# Supplied material start

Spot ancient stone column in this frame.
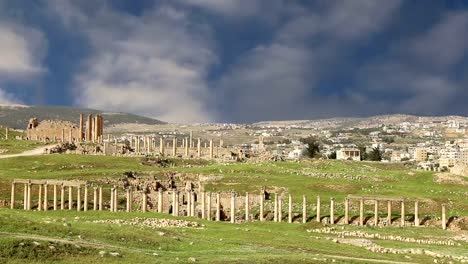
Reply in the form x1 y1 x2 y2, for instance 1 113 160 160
374 200 379 226
288 194 292 223
54 184 58 211
345 197 349 225
231 193 236 223
10 182 15 209
245 192 249 222
216 192 221 222
158 188 163 213
68 186 73 210
60 184 65 210
23 183 28 210
273 193 278 222
200 192 206 219
400 201 405 226
190 192 196 216
316 196 321 223
206 193 211 221
414 201 419 226
27 183 32 210
44 183 49 211
83 185 88 212
141 191 148 213
330 198 335 225
278 196 283 222
259 192 265 222
172 190 176 216
93 187 98 211
359 198 364 226
99 187 102 211
387 201 392 225
442 204 447 230
76 186 81 211
37 184 42 211
126 186 132 213
114 186 119 212
302 195 307 224
210 139 213 159
78 113 84 141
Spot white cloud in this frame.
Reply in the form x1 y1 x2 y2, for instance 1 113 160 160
49 1 217 122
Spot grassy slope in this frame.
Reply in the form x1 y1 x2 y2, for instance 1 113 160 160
0 209 454 263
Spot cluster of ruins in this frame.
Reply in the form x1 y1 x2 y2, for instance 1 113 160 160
26 114 104 143
10 179 448 229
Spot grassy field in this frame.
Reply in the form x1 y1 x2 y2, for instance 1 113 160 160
0 209 467 263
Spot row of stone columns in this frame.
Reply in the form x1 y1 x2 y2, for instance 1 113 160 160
11 183 447 229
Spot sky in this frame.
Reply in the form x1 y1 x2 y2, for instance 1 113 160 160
0 0 468 123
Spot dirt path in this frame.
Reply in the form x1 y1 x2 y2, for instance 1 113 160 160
0 232 414 264
0 144 57 159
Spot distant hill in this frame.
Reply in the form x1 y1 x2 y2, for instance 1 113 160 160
0 105 165 129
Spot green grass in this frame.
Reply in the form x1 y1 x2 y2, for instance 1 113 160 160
0 209 456 263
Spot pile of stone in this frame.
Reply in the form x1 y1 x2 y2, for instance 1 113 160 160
93 217 203 229
307 227 462 246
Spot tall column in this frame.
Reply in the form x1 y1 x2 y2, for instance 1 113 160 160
278 196 283 222
414 201 419 226
190 192 196 216
216 192 221 222
345 197 349 225
206 193 211 221
60 183 65 210
442 204 447 230
400 201 405 226
288 194 292 223
99 187 102 211
330 198 335 225
83 184 88 212
37 184 42 211
158 188 163 213
387 201 392 225
231 193 236 223
54 184 58 211
374 200 379 226
78 113 84 141
44 183 49 211
302 195 307 224
200 192 206 219
68 186 73 210
273 193 278 222
359 198 364 226
141 191 148 213
172 192 176 216
210 139 213 159
76 185 81 211
127 186 132 213
27 183 32 210
23 183 28 210
10 182 15 209
93 187 98 211
316 195 321 223
245 192 250 222
159 136 164 156
259 192 265 222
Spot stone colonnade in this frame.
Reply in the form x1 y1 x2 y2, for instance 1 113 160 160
11 180 447 229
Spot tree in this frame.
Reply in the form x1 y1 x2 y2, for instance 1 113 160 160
367 148 382 161
301 136 320 158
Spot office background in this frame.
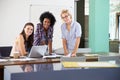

# Supplied material end

(Problem requirements): Lay out every line of the entries above as a numbered list, skipping blank lines and leaving the pictures out.

(Result of the task):
1. Spot ancient stone column in this frame.
2. Reply in the form x1 y1 x2 y2, for instance 1 113 160 160
3. 374 200 379 226
4. 288 194 292 223
5. 54 184 58 211
6. 345 197 349 225
7. 231 193 236 223
8. 10 182 15 209
9. 245 192 249 222
10. 216 192 221 222
11. 158 188 163 213
12. 68 186 73 210
13. 60 184 65 210
14. 23 183 28 210
15. 273 193 278 222
16. 200 192 206 219
17. 400 201 405 226
18. 190 192 196 216
19. 316 196 321 223
20. 206 193 211 221
21. 414 201 419 226
22. 27 183 32 210
23. 44 183 49 211
24. 83 185 88 212
25. 141 191 148 213
26. 330 198 335 225
27. 278 196 283 222
28. 259 192 265 222
29. 172 190 176 216
30. 93 187 98 211
31. 359 198 364 226
32. 99 187 102 211
33. 387 201 392 225
34. 442 204 447 230
35. 76 186 81 211
36. 37 184 42 211
37. 126 186 132 213
38. 114 186 119 212
39. 302 195 307 224
40. 210 139 213 159
41. 78 113 84 141
42. Spot white cloud in this frame.
43. Reply in the form x1 y1 x2 y2, for instance 1 113 160 160
44. 49 1 217 122
45. Spot grassy slope in this frame.
46. Reply in the form x1 y1 x2 y2, for instance 1 113 160 160
47. 0 209 454 263
48. Spot cluster of ruins in this frame.
49. Reply in the form x1 y1 x2 y2, for instance 1 113 160 160
50. 26 114 104 143
51. 10 179 448 229
52. Spot grassy field in this frame.
53. Reply in the form x1 y1 x2 y2, for instance 1 113 160 160
54. 0 209 467 263
55. Spot row of stone columns in this frame.
56. Reply in the form x1 y1 x2 y2, for instance 1 113 160 160
57. 11 183 447 229
58. Spot sky in this frame.
59. Reply in the form x1 y1 x2 y2, for instance 1 113 160 160
60. 0 0 468 123
61. Spot dirt path in this frame.
62. Reply in the form x1 y1 x2 y2, for instance 1 113 160 160
63. 0 232 414 264
64. 0 144 57 159
65. Spot distant hill in this frame.
66. Reply in the form x1 y1 x2 y2, for instance 1 113 160 160
67. 0 105 165 129
68. Spot green grass in this frame.
69. Reply in the form x1 y1 x2 y2, for instance 1 113 160 160
70. 0 209 456 263
71. Spot pile of stone in this frame.
72. Reply in the form x1 y1 x2 y2, for instance 1 113 160 160
73. 93 217 203 229
74. 307 227 462 246
75. Spot tall column in this frame.
76. Reply in the form x1 y1 x2 y2, for instance 1 113 160 160
77. 278 196 283 222
78. 414 201 419 226
79. 190 192 196 216
80. 216 192 221 222
81. 345 197 349 225
82. 206 193 211 221
83. 60 183 65 210
84. 442 204 447 230
85. 400 201 405 226
86. 288 194 292 223
87. 99 187 102 211
88. 330 198 335 225
89. 83 184 88 212
90. 37 184 42 211
91. 158 188 163 213
92. 387 201 392 225
93. 231 193 236 223
94. 54 184 58 211
95. 374 200 379 226
96. 78 113 84 141
97. 44 183 49 211
98. 302 195 307 224
99. 200 192 206 219
100. 68 186 73 210
101. 273 193 278 222
102. 359 198 364 226
103. 141 191 148 213
104. 172 192 176 216
105. 210 139 213 159
106. 76 185 81 211
107. 127 186 132 213
108. 27 183 32 210
109. 23 183 28 210
110. 10 182 15 209
111. 93 187 98 211
112. 316 195 321 223
113. 245 192 250 222
114. 159 136 164 156
115. 259 192 265 222
116. Spot stone colonnade in this frame.
117. Reply in the form x1 y1 x2 y2, for instance 1 113 160 160
118. 11 180 447 229
119. Spot tree in this frame.
120. Reply in the form x1 y1 x2 y2, for instance 1 113 160 160
121. 367 148 382 161
122. 301 136 320 158
123. Spot office background in this frame.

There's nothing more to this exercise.